**Task requirements:** Keep the pictures out of the copy and print all the entries below exactly.

**Listed records:**
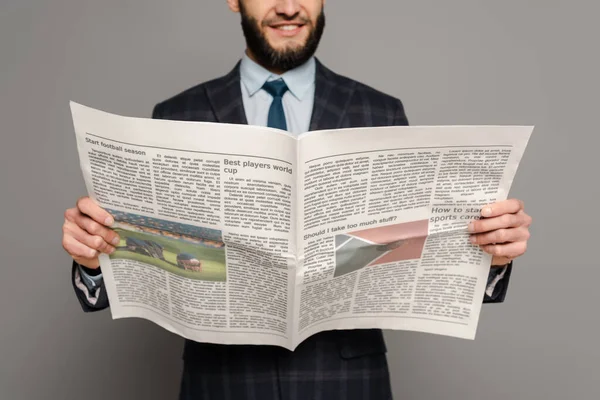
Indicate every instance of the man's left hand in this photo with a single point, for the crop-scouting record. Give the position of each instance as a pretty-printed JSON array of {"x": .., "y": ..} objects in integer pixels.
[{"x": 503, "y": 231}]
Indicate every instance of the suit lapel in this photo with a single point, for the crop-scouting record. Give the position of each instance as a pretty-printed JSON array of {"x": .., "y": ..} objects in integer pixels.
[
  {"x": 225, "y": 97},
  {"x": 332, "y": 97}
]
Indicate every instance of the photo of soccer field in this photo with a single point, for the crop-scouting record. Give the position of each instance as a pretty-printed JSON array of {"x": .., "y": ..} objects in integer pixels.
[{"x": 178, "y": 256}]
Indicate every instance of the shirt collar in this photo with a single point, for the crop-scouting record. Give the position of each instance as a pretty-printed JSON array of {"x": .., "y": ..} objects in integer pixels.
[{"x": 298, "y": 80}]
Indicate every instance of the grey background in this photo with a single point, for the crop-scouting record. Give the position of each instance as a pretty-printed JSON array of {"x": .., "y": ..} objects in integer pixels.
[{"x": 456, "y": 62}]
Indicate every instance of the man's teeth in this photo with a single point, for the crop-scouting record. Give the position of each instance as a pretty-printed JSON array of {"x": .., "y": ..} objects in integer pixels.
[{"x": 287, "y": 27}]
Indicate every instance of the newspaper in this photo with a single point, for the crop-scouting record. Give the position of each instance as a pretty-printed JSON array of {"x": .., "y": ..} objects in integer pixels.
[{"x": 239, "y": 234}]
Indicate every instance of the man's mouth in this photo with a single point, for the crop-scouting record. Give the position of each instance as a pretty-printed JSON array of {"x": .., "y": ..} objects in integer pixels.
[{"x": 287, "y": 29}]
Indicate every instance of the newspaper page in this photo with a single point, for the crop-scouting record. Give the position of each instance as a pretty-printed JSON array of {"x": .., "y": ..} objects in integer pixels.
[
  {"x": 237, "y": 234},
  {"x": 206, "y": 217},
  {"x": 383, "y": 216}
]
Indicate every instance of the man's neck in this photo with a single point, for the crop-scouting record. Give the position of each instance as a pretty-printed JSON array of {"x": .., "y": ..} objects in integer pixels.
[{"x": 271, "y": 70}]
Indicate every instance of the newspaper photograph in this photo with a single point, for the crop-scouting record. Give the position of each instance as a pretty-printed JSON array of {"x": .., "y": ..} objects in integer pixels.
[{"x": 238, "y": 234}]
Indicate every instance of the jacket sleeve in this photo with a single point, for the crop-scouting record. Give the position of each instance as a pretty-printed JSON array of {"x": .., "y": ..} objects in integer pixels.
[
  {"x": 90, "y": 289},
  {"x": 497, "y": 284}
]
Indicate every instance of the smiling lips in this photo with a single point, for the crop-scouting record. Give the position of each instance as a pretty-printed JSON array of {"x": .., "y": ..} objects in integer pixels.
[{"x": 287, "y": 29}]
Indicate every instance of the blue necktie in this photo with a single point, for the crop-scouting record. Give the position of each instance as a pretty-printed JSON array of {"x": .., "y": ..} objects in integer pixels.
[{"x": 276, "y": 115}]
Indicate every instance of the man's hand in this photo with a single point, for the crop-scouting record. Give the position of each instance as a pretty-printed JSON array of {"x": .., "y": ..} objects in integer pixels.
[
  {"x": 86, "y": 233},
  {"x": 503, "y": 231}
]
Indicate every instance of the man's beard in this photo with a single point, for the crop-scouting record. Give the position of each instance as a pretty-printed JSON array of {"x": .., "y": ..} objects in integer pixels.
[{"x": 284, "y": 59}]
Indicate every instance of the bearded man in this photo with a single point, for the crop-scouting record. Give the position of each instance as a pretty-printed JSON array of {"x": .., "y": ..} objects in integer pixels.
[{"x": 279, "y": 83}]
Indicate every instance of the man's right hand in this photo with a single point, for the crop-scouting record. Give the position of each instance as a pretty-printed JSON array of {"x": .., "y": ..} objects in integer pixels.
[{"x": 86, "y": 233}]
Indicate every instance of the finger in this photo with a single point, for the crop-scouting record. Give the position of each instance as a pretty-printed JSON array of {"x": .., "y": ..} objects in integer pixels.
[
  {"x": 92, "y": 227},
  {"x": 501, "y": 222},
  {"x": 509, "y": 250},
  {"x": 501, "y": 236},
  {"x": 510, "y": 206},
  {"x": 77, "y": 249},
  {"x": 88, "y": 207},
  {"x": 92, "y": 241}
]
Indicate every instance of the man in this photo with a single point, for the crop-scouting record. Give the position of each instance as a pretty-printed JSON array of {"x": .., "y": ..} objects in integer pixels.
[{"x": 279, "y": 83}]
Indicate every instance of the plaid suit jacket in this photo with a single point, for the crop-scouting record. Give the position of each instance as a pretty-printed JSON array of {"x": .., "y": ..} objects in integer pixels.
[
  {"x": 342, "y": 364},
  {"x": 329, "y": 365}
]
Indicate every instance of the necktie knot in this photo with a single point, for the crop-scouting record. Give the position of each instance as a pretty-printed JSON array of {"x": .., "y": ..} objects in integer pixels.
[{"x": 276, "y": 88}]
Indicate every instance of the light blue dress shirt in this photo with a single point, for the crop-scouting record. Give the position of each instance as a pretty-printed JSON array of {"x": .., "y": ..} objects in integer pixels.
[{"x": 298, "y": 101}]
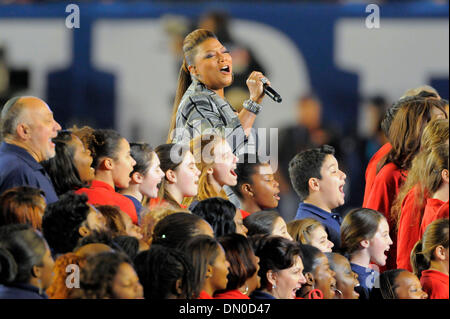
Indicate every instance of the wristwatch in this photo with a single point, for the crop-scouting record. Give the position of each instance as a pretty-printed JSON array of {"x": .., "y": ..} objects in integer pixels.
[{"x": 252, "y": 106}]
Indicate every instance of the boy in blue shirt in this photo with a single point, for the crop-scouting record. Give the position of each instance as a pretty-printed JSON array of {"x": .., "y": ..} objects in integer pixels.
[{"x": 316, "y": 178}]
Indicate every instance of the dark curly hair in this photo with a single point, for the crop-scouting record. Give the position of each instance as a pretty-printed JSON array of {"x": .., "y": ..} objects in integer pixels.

**Full answer:**
Indicate every instance of the man's left hand in this photo with a single point, for the crop-scouting record. Give the position of each instance as a pretty-printed JSON array of {"x": .., "y": ..} objects in integer pixels.
[{"x": 503, "y": 231}]
Indicate every instance of the suit lapel in this photo with a single point, for the crop-scouting record. Give the position of each instance as a pretty-printed JSON array of {"x": .., "y": ..} objects in integer pixels.
[
  {"x": 225, "y": 97},
  {"x": 332, "y": 97}
]
Indicate every instance of the photo of soccer field in this photo with a single point, for the crop-scouting record. Give the position of each instance as a pretty-printed JSON array of {"x": .., "y": ..} objects in integer pixels.
[{"x": 178, "y": 256}]
Indicate every instance of the shirt collar in this photo with a single point, for the crop-scouting record. Give the position of each instance as a pretty-printed JSON array of {"x": .., "y": ..} objects in integer pixels.
[{"x": 298, "y": 80}]
Indicate every instance of the grey background in this photo with a single point, for the crop-scouting record. Give the position of each instance as a pretty-printed JSON array of {"x": .., "y": ..} objects in integer pixels.
[{"x": 456, "y": 62}]
Indicate every instance of the man's teeth in this photo with a single point, for the crop-scouting record. Give the position of each instance as a pretty-printed JSON array of {"x": .., "y": ..} objects in integer pixels.
[{"x": 287, "y": 27}]
Indicate every instance of the newspaper in this photo with a single point, for the crop-scouting record. Give the position of each instance as a pretty-printed JSON array of {"x": .., "y": ..} objects in integer pixels.
[{"x": 239, "y": 234}]
Indicate every instance of the man's mouth in this photo with a single point, for the crop-scouting record. Give the position of each instance as a pretty-printed JSON array of {"x": .., "y": ..} objects in integer pixels.
[{"x": 287, "y": 29}]
Indicate every instance of the newspaper page in this photo with a single point, for the crop-scouting record. Give the position of each instance as a pretty-printed JSON array of {"x": .., "y": ..} objects in integer pixels.
[
  {"x": 237, "y": 234},
  {"x": 206, "y": 217},
  {"x": 383, "y": 216}
]
Indicate every instance of the man's neck in this photo with a single point, for the crop-scouting record. Give the position of each instance as a pretty-printed JSON array of {"x": .., "y": ..} objects in integer pixels.
[{"x": 271, "y": 70}]
Indicate every instance of the newspaper photograph in this photo with a single point, for the crop-scouting record. Give the position of each instance as a pretty-printed JSON array of {"x": .., "y": ..} objects in integer pixels.
[{"x": 238, "y": 234}]
Indicate every instance of the jacket sleeve in this photo with a single point, for the crop-scouting record. Give the position of each instance as a pretty-printed JSON array of {"x": .., "y": ..} objects in integer pixels.
[
  {"x": 90, "y": 289},
  {"x": 497, "y": 284}
]
Indicate every instance of the smiling lips in this photo with a single point, for the crop-scouting record. Give the position of each instance as a pretty-printed JSON array of {"x": .., "y": ..} objects in integer pixels.
[{"x": 287, "y": 29}]
Indicate every instance of the blue necktie in this photo with a single point, for the crop-scouting record. Give the position of each instance as a pretty-printed JSON array of {"x": .., "y": ..} objects in integer pixels.
[{"x": 276, "y": 115}]
Indicate every instance of the man's hand in this photo with a single point, for the crop-scouting record. Give the position of each instance as a pretty-printed JSON array of {"x": .., "y": ..} objects in integer pixels.
[
  {"x": 86, "y": 233},
  {"x": 503, "y": 231}
]
Indicate every instance of the man's beard in this photo with a single point, for the crop-scouting record. Give the position of each instance as a pretty-printed JSON array of {"x": .., "y": ..} objects in integer pixels.
[{"x": 284, "y": 59}]
Indicate every instance of the bearded man in this photo with a single point, for the crop-scouting record. Give the position of each instance as a pretty-printed JSON array of {"x": .., "y": ..} objects in integer pixels.
[{"x": 279, "y": 83}]
Indicate every instance of the man's right hand in this photo with a single point, for the crop-scouting record. Give the position of each instance as a pretty-printed JSON array of {"x": .., "y": ..} objects in integer pixels.
[{"x": 86, "y": 233}]
Indicate every instance of the finger in this photo with a single point, for the crop-scouting record. Give the position of each instance as a pretty-printed JSON array of {"x": .., "y": ..} objects in integer pixels.
[
  {"x": 92, "y": 227},
  {"x": 501, "y": 222},
  {"x": 509, "y": 250},
  {"x": 501, "y": 236},
  {"x": 510, "y": 206},
  {"x": 77, "y": 249},
  {"x": 88, "y": 207},
  {"x": 92, "y": 241}
]
Indicate every instance of the man in this photo with a single point, for the crop-scouting record. Give the position of each instance as a pretty-printed JSON array of {"x": .., "y": ..} objects in integer pixels.
[{"x": 279, "y": 83}]
Indicate every instance of the plaid suit jacket in this photo with a single point, for the crop-scouting record. Give the position of each instance as a pretty-printed JSON array of {"x": .., "y": ..} objects in integer pixels.
[
  {"x": 342, "y": 364},
  {"x": 329, "y": 365}
]
Indicate every instance of the necktie knot in this photo with a single point, for the crop-scouting record. Give the position of each instance as a pretty-printed JSON array of {"x": .., "y": ..} objects in integer pixels.
[{"x": 276, "y": 88}]
Indicate every instance of the light blue dress shirt in this photo with a single point, for the crop-scouting record. Give the position of each instance as a pretty-printed JSON array of {"x": .., "y": ..} objects in integer pixels.
[{"x": 298, "y": 101}]
Indicate every instance of the wristwatch in this photo with a single point, for the crop-scouting record. Give the position of each instance as a pretty-printed JSON array of {"x": .., "y": ..} objects in integer pixels.
[{"x": 252, "y": 106}]
Indicate every instance of the boy in blue shirt in this photo with a single point, for the crop-scouting record. Give the position of each instance as a pretty-printed JSON array of {"x": .., "y": ..} objects in integer pixels.
[{"x": 316, "y": 178}]
Indicate every instance of the dark curly hair in this photo with a single point, for the crop-scouting record. Give the position of each instance as a pretty-printed JSON array of {"x": .., "y": ..} objects in integer pixels.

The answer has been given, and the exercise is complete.